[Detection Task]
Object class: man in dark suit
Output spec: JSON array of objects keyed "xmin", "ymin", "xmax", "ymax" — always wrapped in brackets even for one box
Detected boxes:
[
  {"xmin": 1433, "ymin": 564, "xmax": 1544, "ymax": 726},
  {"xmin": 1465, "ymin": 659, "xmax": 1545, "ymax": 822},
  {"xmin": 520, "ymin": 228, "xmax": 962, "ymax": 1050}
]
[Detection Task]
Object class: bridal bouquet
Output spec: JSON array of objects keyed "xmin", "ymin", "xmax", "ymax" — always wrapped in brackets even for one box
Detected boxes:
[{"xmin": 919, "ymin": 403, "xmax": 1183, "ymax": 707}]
* * * * * * *
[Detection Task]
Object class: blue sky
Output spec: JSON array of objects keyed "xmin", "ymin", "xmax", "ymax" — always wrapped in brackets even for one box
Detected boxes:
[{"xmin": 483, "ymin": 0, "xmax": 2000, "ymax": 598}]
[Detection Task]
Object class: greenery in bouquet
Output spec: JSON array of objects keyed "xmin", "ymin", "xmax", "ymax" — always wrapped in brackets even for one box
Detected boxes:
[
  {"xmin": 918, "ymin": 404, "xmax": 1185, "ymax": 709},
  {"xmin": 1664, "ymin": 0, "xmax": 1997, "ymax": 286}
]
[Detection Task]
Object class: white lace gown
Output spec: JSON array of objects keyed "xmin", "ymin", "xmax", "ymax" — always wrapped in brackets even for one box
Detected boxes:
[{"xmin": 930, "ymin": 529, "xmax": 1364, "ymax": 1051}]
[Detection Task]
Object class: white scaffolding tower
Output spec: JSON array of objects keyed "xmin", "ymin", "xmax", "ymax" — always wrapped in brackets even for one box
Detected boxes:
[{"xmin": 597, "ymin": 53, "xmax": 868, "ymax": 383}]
* * * * * * *
### REQUIREMENT:
Each line holding the word "white" must be copied from the data.

### ANSWER TO THE EXERCISE:
Object class: white lace gown
Object class: white scaffolding tower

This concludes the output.